Calculate how many lines in the following records hold the word "below", and report that number without comment.
═════ DATA TO USE ═════
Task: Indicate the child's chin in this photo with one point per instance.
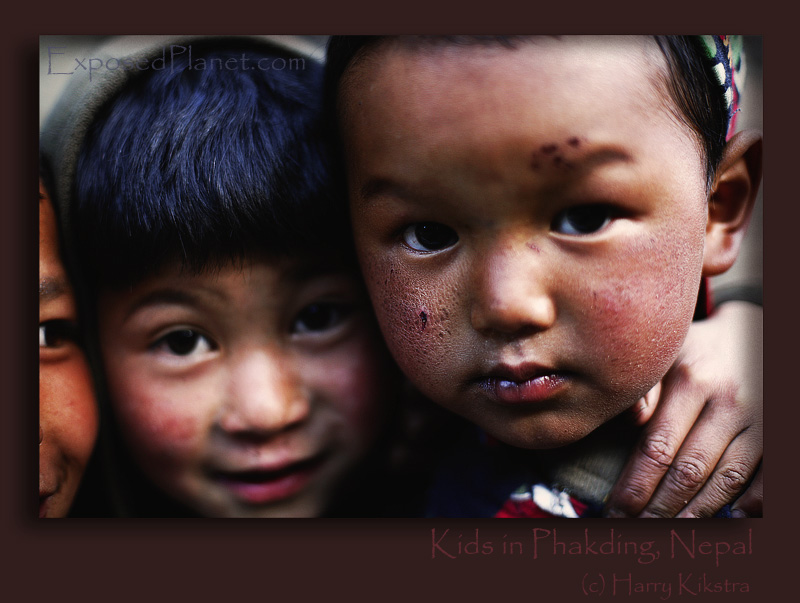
(542, 437)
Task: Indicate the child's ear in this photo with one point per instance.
(731, 202)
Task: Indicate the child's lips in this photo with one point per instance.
(523, 384)
(262, 485)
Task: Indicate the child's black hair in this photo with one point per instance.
(204, 166)
(700, 100)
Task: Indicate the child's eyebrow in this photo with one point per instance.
(585, 160)
(169, 295)
(379, 187)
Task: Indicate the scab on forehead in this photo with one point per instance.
(554, 154)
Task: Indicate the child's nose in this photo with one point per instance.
(511, 294)
(265, 395)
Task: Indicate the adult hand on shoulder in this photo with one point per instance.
(702, 443)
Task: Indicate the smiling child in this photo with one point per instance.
(244, 370)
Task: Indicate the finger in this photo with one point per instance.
(750, 504)
(677, 410)
(730, 477)
(712, 460)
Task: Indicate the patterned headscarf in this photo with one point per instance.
(726, 54)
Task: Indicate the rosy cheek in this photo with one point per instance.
(155, 428)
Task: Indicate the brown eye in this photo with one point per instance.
(57, 333)
(319, 317)
(183, 342)
(429, 236)
(583, 219)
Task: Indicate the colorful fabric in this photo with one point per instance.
(726, 54)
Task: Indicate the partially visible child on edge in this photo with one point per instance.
(534, 218)
(68, 416)
(244, 370)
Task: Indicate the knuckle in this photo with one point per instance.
(688, 473)
(633, 498)
(733, 478)
(658, 450)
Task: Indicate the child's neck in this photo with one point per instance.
(589, 468)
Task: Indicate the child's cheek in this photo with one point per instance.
(414, 317)
(161, 433)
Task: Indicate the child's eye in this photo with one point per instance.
(319, 317)
(429, 236)
(583, 219)
(57, 333)
(183, 342)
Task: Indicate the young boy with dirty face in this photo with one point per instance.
(68, 415)
(244, 371)
(534, 218)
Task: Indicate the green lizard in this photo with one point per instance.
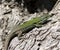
(25, 27)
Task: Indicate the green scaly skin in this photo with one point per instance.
(25, 27)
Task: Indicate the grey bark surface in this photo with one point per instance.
(44, 38)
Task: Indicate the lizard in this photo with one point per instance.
(56, 4)
(25, 27)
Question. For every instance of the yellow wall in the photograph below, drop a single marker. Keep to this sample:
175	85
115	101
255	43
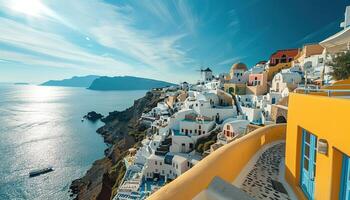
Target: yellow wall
226	162
327	118
273	70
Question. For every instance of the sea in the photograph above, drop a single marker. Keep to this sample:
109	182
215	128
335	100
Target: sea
42	126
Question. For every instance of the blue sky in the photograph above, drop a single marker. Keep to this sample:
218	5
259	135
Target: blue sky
166	40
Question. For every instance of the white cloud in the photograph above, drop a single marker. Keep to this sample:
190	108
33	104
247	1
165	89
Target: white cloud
111	26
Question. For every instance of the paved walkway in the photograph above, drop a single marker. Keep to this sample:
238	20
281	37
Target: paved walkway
260	181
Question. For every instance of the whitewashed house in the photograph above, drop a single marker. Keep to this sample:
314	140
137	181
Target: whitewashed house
285	80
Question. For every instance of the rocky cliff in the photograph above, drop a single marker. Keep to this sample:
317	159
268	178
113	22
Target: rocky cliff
122	130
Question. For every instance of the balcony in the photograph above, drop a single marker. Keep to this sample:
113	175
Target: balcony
230	163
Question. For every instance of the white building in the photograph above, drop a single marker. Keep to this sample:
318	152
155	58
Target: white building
285	80
239	73
207	75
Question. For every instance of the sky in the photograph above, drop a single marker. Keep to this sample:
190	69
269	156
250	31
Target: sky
160	39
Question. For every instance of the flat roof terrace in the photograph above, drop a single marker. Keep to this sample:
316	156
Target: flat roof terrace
228	163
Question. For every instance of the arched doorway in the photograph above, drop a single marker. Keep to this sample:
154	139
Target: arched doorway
281	119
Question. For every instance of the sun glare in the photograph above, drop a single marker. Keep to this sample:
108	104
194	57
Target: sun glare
28	7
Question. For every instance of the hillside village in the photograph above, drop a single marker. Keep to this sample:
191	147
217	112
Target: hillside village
194	120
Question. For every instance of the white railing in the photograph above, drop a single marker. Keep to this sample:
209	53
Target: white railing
329	92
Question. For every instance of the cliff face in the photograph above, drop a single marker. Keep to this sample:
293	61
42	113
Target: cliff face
121	131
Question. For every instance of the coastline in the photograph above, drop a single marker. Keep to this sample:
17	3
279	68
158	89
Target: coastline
121	131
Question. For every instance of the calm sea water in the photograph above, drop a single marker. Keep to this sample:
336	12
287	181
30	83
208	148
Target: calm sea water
41	126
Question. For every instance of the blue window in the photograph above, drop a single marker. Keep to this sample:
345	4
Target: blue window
308	164
345	180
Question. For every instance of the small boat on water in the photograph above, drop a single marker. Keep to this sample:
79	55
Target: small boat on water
40	171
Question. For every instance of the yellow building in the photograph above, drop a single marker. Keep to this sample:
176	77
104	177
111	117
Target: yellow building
317	145
315	165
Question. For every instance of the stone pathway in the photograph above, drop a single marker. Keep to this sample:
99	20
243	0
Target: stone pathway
259	182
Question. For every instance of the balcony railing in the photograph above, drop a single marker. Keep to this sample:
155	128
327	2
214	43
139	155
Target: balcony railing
226	162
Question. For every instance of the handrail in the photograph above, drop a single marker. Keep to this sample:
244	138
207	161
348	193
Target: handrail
226	162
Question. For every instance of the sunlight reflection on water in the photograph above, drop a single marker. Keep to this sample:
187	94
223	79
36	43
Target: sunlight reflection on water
41	126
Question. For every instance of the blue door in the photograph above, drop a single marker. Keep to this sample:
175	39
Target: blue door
308	164
345	184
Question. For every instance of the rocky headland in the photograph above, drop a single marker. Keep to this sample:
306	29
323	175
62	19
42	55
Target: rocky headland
122	130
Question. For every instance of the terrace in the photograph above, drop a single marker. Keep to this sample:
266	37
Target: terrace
194	185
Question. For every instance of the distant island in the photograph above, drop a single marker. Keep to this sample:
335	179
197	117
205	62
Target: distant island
106	83
76	81
126	83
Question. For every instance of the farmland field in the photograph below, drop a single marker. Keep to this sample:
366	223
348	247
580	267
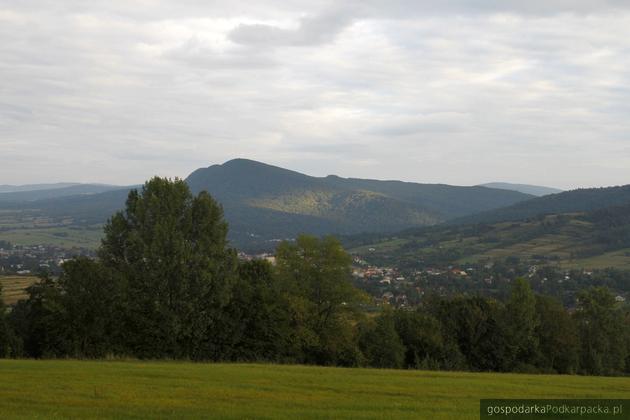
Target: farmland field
125	389
14	287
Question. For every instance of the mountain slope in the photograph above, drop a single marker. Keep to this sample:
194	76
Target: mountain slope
32	187
536	190
55	192
292	202
264	203
595	239
580	200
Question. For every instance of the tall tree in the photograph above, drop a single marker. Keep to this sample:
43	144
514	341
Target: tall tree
257	315
92	297
380	342
603	332
557	335
521	322
315	275
171	249
4	329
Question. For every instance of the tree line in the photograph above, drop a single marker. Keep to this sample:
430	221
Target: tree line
166	284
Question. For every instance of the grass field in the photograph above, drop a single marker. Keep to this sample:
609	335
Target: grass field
14	287
81	389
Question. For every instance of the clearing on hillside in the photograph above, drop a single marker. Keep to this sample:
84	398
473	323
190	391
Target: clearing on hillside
81	389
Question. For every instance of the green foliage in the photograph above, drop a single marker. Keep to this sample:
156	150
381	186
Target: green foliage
258	320
167	285
141	390
521	322
557	337
93	301
171	250
603	332
380	342
4	329
476	326
425	345
315	277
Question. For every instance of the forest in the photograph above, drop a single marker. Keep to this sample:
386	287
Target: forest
167	285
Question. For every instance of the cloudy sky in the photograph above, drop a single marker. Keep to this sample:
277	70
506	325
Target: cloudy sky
459	91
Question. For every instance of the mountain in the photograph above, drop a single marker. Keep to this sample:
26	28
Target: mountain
265	203
594	239
57	190
579	200
536	190
32	187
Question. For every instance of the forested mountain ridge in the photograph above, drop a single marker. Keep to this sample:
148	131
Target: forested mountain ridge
54	191
265	203
579	200
595	239
263	200
536	190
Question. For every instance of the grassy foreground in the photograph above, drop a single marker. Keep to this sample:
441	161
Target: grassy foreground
80	389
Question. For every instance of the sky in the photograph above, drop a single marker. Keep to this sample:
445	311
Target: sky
457	92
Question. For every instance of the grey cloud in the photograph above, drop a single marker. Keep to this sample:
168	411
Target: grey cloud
450	91
316	30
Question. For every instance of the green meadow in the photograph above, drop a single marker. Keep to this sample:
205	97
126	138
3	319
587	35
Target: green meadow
140	390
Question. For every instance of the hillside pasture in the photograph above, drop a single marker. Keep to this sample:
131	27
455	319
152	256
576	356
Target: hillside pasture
138	390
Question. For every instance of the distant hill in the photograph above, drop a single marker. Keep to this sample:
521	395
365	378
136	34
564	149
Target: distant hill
32	187
265	203
580	200
57	190
595	239
269	202
536	190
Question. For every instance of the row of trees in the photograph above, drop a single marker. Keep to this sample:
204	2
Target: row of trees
166	285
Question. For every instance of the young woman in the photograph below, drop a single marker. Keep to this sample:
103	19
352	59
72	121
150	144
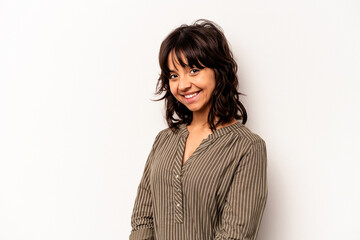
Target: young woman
205	176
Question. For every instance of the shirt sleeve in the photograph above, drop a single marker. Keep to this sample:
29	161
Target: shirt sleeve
142	215
246	199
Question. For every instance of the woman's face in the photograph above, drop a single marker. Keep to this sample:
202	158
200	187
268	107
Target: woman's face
191	86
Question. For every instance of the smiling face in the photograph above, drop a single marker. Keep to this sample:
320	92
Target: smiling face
190	85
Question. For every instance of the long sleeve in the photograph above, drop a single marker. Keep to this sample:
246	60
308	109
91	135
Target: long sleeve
246	199
142	215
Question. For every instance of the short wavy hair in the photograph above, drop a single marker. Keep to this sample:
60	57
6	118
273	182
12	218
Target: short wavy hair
202	42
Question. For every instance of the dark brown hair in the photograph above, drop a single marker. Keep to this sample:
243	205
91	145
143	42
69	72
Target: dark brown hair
202	42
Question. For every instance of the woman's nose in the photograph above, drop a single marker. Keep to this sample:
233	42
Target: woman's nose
184	82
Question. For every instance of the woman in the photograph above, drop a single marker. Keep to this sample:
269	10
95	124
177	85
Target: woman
205	176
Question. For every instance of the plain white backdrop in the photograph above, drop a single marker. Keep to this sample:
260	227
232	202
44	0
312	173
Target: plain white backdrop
76	82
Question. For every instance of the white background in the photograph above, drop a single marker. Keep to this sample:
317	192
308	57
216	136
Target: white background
76	82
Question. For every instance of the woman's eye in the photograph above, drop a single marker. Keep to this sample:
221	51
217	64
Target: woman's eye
194	70
172	76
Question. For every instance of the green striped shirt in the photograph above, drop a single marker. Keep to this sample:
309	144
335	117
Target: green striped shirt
219	193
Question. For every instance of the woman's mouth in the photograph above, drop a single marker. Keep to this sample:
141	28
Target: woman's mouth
190	98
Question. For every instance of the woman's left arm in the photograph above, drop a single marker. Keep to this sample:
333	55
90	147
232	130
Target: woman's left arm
246	199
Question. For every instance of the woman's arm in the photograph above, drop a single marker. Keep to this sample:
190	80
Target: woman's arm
142	215
246	198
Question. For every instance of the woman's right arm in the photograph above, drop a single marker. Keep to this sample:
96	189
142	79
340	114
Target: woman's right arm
142	215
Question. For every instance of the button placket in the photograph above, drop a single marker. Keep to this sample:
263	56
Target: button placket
177	183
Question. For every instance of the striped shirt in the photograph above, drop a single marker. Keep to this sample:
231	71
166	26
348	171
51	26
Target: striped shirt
220	192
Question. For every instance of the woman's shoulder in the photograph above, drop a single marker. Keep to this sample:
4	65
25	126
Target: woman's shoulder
245	133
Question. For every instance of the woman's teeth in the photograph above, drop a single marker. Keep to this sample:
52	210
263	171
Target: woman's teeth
191	95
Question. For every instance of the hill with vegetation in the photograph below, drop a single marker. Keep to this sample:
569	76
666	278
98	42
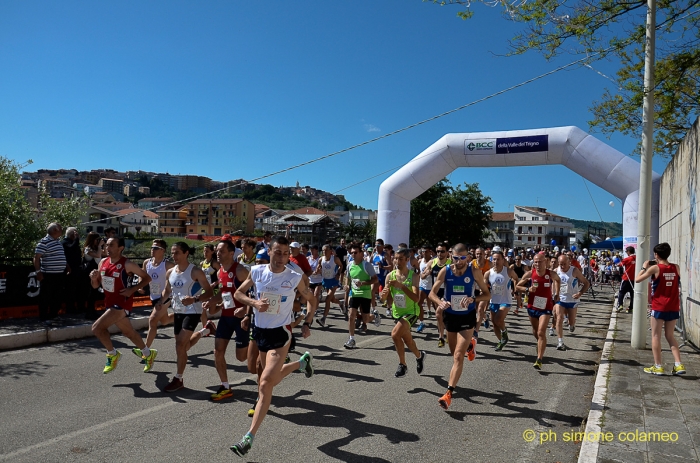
═════
#### TASK RESPONSE:
4